> **PASSAGE**
--- Begin ---

The inaugural conference was supported by monies from a federal grant awarded to then-director of Dartmouth’s Institute for Security, Technology, and Society (ISTS) David Kotz, now associate dean for the sciences. “Kotz’s grant had included funding for education and outreach on information security and subsequent conferences have been held because of continuing interest in information security,” said Waite-Franzen.

Fick spoke of the challenges facing those who safeguard sensitive and critical data and the networks that carry the information. Much of what he presented was based on his experiences from 10 years working in the operational security world in the Marines, running a security software company, and serving as a Dartmouth Trustee.

He noted that there are 9 billion connected devices today and the number is growing exponentially with the average student having five. “Device and data proliferation along with increasing network complexity is changing the game, providing more targets for penetration.

--- End ---

> **CHALLENGES**
a) Can you condense the paragraph of the passage beginning "Fick spoke of the challenges" into a short bulleted list that keeps its main facts?
b) In the passage, who was director of Dartmouth's Institute for Security, Technology, and Society when the federal grant was awarded?
c) Does the passage support each statement? (i) Fick spent 10 years in operational security with the Marines. (ii) The average student has three connected devices. (iii) Kotz now serves as associate dean for the sciences.
The entries after this point come from a separate source.

Collected data
--- Begin ---

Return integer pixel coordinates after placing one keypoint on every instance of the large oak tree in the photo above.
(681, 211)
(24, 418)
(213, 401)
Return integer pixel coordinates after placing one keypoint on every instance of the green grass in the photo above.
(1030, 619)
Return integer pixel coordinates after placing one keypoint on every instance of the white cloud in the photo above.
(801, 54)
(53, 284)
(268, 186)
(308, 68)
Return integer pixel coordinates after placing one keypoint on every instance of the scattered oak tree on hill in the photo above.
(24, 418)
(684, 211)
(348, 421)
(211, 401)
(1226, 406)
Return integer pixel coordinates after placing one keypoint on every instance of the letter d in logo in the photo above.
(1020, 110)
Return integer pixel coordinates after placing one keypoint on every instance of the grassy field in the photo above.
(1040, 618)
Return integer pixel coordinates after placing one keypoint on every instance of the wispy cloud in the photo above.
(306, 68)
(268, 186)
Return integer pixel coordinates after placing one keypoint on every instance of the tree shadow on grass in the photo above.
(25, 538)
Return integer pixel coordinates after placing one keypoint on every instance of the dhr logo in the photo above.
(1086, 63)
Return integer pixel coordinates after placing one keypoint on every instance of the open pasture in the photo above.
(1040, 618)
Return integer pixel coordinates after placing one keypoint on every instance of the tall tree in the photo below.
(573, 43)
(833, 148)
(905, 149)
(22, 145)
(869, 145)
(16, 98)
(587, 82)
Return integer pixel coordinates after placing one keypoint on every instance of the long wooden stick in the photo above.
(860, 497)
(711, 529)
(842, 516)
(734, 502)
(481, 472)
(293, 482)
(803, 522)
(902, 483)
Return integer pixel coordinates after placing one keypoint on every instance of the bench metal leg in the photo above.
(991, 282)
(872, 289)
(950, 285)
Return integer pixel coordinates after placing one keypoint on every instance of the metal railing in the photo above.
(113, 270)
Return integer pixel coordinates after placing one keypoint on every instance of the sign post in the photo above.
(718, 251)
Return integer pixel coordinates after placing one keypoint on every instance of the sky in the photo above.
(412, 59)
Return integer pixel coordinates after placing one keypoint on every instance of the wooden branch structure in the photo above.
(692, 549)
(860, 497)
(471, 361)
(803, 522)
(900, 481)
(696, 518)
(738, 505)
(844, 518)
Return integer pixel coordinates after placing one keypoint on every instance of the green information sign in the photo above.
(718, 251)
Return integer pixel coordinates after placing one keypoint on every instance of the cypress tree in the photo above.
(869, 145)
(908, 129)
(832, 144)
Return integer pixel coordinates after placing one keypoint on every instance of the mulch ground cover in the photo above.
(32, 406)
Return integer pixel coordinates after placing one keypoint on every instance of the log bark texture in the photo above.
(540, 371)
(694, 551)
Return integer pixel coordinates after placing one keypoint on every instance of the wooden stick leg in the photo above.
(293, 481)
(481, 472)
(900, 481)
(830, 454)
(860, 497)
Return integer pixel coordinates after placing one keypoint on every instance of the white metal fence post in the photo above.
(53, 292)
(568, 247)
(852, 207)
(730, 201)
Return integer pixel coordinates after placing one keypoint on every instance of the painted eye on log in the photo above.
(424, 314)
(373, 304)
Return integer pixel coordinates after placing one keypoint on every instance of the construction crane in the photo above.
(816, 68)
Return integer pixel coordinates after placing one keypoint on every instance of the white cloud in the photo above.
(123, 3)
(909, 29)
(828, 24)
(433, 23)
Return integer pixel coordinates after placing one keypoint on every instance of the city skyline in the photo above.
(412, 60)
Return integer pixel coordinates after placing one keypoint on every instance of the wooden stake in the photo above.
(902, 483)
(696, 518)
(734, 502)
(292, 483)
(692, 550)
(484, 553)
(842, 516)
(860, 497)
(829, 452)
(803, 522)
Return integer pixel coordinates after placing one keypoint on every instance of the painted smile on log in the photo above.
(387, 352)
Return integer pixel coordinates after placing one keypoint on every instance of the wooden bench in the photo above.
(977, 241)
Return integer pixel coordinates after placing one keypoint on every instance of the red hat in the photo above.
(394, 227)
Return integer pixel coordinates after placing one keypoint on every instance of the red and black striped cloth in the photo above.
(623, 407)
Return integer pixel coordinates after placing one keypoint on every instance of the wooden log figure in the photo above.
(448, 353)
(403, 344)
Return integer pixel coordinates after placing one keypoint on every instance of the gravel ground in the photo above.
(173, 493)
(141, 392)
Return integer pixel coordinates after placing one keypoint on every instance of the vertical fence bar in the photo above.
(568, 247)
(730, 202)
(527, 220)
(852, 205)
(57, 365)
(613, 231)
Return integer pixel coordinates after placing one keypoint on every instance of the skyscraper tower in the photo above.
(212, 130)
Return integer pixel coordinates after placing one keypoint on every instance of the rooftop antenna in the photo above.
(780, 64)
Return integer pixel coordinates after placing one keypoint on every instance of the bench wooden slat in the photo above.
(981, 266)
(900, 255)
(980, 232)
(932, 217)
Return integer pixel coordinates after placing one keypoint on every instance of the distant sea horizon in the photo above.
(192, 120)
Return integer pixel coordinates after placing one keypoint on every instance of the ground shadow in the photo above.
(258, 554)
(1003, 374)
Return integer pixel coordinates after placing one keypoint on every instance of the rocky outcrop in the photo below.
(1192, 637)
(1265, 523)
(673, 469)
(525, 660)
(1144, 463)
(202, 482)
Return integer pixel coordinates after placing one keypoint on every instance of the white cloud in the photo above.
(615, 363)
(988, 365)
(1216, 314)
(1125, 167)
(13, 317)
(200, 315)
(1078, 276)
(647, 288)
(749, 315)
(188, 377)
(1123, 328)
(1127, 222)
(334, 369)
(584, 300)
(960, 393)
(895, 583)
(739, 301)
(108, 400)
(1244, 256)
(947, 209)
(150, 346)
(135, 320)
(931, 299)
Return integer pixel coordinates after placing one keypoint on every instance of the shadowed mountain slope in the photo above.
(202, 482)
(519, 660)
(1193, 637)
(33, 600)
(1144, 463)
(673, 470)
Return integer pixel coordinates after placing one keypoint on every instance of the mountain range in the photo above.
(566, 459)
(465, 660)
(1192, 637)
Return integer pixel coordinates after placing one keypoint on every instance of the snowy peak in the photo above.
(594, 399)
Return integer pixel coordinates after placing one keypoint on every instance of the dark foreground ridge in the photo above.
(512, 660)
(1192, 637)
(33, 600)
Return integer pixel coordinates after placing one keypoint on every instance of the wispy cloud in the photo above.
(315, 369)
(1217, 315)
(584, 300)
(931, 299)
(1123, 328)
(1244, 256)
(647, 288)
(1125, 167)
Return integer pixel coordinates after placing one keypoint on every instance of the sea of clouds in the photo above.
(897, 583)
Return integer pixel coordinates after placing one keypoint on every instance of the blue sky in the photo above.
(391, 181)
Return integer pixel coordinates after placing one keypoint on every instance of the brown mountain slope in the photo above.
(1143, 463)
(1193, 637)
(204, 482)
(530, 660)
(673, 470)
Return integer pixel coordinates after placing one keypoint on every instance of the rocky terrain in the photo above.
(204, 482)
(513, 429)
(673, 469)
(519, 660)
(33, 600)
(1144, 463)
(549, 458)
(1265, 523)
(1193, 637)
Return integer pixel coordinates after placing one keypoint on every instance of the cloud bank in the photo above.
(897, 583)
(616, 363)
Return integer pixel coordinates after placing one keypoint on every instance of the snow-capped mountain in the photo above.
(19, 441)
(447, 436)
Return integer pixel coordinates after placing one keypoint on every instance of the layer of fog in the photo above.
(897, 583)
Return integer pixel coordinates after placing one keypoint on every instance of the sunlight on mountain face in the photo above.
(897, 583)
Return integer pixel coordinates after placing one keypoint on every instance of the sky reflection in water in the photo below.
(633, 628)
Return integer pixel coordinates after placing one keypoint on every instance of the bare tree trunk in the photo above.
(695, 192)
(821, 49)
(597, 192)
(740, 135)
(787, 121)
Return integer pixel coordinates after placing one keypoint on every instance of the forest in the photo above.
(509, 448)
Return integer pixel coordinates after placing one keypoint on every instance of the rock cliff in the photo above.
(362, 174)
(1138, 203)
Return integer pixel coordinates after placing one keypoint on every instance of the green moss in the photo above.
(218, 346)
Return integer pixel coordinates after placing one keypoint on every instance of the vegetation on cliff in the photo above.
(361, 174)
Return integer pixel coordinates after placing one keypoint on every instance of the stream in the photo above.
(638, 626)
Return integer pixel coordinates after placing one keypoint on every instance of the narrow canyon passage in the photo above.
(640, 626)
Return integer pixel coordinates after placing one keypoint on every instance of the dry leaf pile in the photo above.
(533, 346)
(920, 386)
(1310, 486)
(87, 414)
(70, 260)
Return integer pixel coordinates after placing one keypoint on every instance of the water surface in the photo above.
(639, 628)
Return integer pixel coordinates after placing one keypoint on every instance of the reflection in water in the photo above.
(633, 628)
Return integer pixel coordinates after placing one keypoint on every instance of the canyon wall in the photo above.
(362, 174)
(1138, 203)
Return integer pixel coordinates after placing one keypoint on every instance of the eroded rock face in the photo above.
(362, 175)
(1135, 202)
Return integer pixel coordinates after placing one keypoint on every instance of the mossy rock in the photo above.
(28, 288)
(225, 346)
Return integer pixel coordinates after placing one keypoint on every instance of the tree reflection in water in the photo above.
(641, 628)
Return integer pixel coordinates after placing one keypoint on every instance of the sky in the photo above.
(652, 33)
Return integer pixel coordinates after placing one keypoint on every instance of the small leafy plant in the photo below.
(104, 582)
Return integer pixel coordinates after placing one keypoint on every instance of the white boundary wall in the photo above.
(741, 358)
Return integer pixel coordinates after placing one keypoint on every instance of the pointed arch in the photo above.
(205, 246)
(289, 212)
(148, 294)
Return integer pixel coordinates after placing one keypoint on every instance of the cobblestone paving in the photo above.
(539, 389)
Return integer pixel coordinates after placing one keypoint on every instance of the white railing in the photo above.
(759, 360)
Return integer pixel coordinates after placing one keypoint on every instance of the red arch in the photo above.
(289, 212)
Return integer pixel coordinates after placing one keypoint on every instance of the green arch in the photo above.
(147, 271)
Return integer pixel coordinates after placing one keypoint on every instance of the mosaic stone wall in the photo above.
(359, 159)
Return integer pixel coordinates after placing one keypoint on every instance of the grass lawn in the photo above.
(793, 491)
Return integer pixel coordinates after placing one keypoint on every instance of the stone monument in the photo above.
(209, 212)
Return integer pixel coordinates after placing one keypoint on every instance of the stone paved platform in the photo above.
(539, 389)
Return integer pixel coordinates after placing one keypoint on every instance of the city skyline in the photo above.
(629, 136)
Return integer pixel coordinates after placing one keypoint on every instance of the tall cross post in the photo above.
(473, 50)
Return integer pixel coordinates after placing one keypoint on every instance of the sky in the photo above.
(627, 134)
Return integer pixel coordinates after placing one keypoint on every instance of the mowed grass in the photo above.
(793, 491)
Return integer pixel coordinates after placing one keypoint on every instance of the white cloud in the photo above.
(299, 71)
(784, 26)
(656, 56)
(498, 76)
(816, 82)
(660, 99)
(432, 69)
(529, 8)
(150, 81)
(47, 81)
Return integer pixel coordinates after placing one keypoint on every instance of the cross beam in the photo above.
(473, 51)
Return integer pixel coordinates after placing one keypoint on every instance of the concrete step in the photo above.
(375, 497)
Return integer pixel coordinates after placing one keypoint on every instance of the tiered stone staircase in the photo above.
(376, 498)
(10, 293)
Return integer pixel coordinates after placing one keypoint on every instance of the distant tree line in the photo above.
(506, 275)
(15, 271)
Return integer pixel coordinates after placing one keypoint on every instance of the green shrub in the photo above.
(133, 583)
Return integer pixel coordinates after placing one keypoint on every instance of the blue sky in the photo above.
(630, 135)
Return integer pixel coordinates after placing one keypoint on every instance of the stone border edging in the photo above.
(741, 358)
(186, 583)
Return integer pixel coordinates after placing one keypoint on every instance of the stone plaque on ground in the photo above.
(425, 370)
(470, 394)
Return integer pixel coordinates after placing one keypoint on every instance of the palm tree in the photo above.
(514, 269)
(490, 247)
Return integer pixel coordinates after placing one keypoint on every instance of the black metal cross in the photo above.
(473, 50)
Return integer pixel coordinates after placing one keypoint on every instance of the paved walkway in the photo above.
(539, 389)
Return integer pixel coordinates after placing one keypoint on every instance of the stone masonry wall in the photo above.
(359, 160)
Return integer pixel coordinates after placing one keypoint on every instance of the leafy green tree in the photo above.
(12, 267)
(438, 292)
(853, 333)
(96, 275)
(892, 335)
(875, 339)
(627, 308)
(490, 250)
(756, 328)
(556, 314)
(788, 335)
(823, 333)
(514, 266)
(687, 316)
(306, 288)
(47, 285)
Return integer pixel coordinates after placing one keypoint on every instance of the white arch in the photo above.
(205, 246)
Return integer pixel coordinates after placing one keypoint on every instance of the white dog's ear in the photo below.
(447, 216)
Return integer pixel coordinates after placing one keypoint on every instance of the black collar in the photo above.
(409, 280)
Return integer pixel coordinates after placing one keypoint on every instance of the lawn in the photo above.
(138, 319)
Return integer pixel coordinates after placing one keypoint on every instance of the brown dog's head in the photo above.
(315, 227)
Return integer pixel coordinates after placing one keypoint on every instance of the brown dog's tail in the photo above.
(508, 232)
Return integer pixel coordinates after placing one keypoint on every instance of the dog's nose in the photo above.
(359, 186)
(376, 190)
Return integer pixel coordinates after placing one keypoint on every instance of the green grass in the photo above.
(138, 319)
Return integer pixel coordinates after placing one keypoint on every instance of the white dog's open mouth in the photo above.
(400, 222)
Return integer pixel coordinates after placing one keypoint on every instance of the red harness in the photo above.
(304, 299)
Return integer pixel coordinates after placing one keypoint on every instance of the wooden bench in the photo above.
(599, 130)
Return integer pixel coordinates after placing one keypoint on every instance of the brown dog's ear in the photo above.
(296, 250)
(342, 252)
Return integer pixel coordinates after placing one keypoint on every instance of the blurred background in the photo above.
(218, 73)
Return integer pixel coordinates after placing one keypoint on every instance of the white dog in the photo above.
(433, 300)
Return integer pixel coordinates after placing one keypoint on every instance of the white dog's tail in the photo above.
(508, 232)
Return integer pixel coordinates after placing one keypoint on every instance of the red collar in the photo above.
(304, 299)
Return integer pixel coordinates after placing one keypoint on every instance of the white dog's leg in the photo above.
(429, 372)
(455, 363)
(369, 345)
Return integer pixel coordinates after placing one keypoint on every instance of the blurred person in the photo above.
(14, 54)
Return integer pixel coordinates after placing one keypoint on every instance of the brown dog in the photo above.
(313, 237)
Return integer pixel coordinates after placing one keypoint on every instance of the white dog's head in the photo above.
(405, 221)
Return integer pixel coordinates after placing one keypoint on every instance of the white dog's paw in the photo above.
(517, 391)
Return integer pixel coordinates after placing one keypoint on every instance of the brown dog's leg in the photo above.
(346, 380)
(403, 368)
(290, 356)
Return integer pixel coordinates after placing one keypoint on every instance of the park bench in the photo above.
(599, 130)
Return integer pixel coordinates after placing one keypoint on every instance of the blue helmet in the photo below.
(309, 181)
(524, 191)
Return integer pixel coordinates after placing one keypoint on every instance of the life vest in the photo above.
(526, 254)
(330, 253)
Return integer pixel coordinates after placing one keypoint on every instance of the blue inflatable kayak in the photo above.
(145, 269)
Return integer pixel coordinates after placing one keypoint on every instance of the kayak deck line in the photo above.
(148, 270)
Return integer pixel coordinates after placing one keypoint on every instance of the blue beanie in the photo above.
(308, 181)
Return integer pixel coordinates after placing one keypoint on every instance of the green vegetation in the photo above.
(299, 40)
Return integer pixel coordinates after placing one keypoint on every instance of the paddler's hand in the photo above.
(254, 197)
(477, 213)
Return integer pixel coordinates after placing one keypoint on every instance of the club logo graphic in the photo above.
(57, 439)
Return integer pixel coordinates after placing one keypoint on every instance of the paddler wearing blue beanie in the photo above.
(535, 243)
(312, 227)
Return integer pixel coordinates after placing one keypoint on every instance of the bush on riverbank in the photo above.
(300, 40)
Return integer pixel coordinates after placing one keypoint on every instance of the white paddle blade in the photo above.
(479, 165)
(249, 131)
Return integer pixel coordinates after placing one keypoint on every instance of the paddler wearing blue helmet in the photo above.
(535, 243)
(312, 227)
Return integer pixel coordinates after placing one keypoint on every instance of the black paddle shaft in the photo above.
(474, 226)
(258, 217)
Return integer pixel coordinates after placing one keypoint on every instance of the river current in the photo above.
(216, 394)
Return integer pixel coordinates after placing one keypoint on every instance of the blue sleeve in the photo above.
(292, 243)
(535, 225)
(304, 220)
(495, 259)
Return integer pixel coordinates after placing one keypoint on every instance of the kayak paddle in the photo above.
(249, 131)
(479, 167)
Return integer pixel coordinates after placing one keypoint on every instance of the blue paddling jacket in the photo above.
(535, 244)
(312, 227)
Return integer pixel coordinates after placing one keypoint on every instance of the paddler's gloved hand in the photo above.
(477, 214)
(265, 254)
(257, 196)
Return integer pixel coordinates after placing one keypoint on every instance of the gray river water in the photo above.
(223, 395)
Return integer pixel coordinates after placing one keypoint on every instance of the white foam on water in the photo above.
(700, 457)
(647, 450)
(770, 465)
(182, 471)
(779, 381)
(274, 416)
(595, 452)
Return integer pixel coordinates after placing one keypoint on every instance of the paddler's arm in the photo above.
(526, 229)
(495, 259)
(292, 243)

--- End ---

> **ANSWERS FOR THIS EXERCISE**
a)
- Fick discussed the challenges faced by people who protect sensitive and critical data and the networks that carry it.
- His talk drew largely on his own experience:
  - 10 years in operational security in the Marines
  - running a security software company
  - serving as a Dartmouth Trustee

b) David Kotz, who is now associate dean for the sciences.

c)
(i) Yes: "10 years working in the operational security world in the Marines"
(ii) No: "the average student having five"
(iii) Yes: "David Kotz, now associate dean for the sciences"